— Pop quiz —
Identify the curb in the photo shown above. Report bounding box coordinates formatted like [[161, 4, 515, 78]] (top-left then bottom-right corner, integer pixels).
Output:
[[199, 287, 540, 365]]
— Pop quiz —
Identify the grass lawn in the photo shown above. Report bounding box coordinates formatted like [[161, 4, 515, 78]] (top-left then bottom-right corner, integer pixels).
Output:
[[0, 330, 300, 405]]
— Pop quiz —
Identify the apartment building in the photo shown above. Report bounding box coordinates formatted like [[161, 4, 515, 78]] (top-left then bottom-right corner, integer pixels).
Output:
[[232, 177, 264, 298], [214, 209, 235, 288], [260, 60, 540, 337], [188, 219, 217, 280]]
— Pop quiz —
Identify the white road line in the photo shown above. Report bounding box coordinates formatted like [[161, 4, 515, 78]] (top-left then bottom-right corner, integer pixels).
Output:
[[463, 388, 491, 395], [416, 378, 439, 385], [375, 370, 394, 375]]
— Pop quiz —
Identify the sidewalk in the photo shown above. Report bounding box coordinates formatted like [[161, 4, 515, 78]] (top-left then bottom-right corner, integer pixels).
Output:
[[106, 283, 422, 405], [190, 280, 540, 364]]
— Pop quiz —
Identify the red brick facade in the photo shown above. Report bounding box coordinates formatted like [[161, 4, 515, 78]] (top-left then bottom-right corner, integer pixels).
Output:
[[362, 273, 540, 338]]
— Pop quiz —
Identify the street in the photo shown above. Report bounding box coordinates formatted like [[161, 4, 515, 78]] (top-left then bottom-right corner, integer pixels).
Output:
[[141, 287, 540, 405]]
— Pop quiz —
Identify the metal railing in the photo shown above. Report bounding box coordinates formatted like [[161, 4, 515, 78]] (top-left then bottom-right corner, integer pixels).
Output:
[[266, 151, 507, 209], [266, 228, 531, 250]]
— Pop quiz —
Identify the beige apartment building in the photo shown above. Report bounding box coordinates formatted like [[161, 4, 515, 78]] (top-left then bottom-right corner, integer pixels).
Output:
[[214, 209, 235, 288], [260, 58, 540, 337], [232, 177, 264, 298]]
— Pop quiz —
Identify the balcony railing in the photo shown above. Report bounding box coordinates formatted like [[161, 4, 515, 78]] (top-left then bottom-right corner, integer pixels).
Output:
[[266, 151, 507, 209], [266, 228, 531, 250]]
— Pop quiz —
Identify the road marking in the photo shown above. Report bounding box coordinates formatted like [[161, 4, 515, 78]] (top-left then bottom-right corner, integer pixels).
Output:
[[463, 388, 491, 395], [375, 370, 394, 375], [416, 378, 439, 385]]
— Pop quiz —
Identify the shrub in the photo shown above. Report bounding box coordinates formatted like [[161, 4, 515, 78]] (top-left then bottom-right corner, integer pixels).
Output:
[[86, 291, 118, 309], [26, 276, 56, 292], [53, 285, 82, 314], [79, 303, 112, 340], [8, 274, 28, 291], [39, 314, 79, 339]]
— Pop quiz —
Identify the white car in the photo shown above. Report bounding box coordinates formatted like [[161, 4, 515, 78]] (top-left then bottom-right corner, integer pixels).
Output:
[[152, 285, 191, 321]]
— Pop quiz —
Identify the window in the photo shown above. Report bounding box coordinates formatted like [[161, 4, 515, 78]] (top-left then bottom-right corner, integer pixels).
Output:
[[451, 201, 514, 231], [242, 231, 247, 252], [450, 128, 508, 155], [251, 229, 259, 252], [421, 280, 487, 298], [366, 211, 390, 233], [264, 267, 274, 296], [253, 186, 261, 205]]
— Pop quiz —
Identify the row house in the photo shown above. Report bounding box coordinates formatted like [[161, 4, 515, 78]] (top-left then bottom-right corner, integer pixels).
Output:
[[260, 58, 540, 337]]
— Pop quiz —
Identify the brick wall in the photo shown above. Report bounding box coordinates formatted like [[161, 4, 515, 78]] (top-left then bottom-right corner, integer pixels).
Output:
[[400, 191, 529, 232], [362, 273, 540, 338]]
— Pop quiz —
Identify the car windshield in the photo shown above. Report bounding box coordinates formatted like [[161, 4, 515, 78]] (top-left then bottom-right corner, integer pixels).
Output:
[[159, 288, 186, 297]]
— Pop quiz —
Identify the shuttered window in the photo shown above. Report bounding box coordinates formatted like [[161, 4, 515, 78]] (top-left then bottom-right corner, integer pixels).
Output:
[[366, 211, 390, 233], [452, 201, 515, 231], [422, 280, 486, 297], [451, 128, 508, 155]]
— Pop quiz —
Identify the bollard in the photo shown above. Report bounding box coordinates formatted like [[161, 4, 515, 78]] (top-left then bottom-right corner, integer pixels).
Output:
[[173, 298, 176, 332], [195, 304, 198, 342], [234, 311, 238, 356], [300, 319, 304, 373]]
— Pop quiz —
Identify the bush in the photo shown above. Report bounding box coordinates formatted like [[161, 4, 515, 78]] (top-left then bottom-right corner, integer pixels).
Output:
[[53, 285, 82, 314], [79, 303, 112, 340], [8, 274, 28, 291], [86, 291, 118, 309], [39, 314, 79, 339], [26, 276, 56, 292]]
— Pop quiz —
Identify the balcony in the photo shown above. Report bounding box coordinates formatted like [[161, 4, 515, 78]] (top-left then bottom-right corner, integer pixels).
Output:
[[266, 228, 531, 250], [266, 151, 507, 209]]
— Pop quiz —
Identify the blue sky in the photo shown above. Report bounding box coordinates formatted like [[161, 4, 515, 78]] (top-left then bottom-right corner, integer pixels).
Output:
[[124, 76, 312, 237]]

===

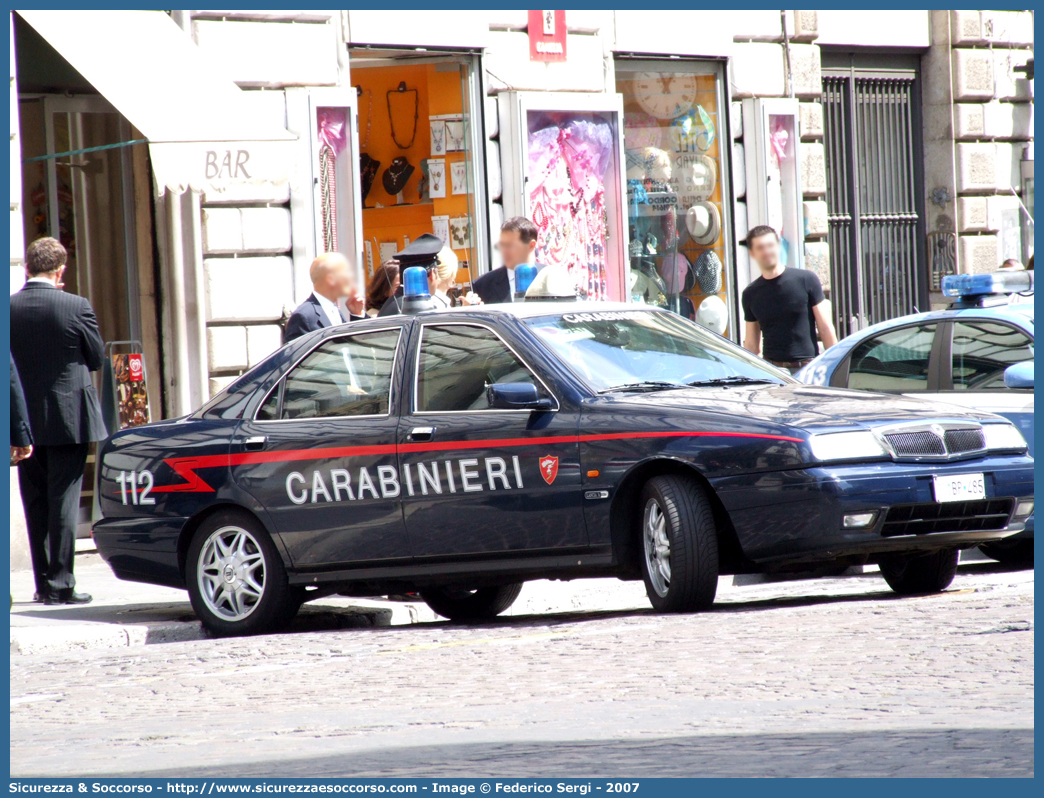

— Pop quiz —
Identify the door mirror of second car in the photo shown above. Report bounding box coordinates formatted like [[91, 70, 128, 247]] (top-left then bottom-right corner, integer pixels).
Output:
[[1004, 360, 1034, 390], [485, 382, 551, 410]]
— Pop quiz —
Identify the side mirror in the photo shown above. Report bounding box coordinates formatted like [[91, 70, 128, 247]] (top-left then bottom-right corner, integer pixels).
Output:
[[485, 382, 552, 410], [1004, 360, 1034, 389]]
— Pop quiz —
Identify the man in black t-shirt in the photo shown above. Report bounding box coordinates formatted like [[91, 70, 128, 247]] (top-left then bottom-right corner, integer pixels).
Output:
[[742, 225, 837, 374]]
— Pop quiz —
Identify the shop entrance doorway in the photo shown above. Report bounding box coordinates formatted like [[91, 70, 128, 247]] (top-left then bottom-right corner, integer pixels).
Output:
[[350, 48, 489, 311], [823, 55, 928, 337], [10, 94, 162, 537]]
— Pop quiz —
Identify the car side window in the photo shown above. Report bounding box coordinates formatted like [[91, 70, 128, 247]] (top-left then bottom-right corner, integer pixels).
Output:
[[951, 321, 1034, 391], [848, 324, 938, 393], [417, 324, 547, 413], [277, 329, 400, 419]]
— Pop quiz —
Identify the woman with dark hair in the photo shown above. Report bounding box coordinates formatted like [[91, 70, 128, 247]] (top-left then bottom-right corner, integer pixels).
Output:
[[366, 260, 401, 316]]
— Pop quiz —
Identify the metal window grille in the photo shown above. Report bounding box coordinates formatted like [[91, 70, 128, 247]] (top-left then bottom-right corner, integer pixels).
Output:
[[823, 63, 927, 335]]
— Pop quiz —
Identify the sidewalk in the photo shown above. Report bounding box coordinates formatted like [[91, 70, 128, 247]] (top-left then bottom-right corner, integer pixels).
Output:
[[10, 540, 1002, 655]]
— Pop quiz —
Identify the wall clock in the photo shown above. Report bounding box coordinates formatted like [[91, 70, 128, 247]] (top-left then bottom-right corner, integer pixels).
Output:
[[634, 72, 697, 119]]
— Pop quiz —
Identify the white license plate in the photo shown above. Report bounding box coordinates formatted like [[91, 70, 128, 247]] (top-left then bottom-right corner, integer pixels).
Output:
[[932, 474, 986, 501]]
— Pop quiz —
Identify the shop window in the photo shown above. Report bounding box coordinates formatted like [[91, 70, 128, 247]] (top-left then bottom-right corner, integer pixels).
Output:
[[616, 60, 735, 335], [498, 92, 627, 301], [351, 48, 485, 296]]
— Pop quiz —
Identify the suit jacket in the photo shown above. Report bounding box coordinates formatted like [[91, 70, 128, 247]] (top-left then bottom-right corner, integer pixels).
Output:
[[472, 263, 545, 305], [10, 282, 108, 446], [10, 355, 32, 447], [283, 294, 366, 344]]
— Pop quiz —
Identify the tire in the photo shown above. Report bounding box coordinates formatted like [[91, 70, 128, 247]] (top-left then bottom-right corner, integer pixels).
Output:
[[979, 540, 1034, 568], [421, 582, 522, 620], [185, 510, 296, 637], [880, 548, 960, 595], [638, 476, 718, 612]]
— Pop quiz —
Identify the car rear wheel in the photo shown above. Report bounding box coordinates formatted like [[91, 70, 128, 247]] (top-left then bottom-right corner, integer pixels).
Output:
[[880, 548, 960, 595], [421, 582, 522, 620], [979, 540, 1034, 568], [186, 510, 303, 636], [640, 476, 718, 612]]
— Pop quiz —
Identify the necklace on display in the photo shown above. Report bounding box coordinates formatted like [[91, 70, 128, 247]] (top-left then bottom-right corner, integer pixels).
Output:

===

Please report how many of the lines above contain the word "balcony", giving the number alone.

#### [ANSWER IN FULL]
2